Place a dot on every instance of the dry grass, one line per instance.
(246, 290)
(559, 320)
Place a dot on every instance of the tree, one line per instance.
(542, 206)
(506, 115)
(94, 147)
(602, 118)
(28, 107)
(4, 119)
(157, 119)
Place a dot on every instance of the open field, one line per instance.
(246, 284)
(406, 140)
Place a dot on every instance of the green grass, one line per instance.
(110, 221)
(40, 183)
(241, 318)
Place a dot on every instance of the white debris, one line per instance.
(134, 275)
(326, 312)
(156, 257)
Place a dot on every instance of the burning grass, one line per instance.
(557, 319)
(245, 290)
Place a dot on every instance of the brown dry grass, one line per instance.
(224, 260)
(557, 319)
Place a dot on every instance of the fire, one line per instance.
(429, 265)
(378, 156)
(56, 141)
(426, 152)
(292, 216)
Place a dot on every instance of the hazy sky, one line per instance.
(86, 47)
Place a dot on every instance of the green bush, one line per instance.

---------------

ASSIGNMENT:
Your answer should consist solely of the lines from the one containing "Place a dot on every instance of the burning" through the last line of the listing, written out word for word.

RESPONSE BOX:
Place a dot on every instance of the burning grass, one line per instance.
(557, 319)
(245, 290)
Place a dot on every instance of the brown dry grass, one line per instance.
(224, 260)
(557, 319)
Place a dot on every instance of the fire, one line per instance.
(429, 265)
(378, 156)
(56, 141)
(426, 152)
(292, 216)
Place a dot on every instance of the hazy sky, one line per instance.
(86, 47)
Place a dot on every instance of the green bush, one line per instance.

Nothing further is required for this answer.